-- Directions --
What are the lines, copied exactly, from the one containing "of the exterior" through the last line of the records below, both included?

-- Extracted entries --

++++++++++

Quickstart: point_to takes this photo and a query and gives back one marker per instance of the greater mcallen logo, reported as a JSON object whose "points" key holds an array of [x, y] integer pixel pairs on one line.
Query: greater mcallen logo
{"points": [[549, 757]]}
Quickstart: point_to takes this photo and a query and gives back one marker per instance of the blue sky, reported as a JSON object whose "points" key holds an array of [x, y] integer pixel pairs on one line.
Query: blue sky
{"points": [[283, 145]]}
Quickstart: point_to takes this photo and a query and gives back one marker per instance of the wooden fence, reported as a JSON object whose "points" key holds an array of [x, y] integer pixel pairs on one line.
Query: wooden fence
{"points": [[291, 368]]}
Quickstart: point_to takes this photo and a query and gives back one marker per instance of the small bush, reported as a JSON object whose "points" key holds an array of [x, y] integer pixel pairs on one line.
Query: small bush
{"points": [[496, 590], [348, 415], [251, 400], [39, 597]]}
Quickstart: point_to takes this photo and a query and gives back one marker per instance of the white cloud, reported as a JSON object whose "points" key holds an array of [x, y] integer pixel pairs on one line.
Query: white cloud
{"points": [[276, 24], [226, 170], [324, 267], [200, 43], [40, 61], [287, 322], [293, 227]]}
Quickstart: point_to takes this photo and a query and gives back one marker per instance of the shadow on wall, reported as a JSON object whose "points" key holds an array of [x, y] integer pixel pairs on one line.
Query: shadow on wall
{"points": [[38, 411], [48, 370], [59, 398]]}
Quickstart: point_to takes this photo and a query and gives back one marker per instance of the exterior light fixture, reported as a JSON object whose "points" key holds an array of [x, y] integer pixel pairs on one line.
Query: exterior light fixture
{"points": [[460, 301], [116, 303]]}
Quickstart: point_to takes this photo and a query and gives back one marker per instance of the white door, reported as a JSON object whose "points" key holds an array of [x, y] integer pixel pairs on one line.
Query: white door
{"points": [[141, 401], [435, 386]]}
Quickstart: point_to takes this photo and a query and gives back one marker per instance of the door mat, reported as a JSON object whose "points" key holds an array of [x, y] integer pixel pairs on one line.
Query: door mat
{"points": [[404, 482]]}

++++++++++

-- Exercise answer --
Quickstart: point_to takes this photo and a query and gives back one marker per instance of the exterior light fixture, reported as a JSON object whose "points" key holds an array of [x, y] integer pixel pairs on one line.
Query: exterior light fixture
{"points": [[460, 301], [116, 303]]}
Quickstart: point_to takes this photo and a query and gives back one marker per instance of the white door, reported as a JSON object whose "points" key holds an array of [x, y] integer pixel pairs on one line.
Query: white door
{"points": [[141, 401], [435, 386]]}
Quickstart: point_to takes this photo and a query and gives back one marker per instance of the door mat, reported as a JSON object whose "points" key holds an array of [x, y] integer pixel pairs on one line.
Query: door mat
{"points": [[404, 482]]}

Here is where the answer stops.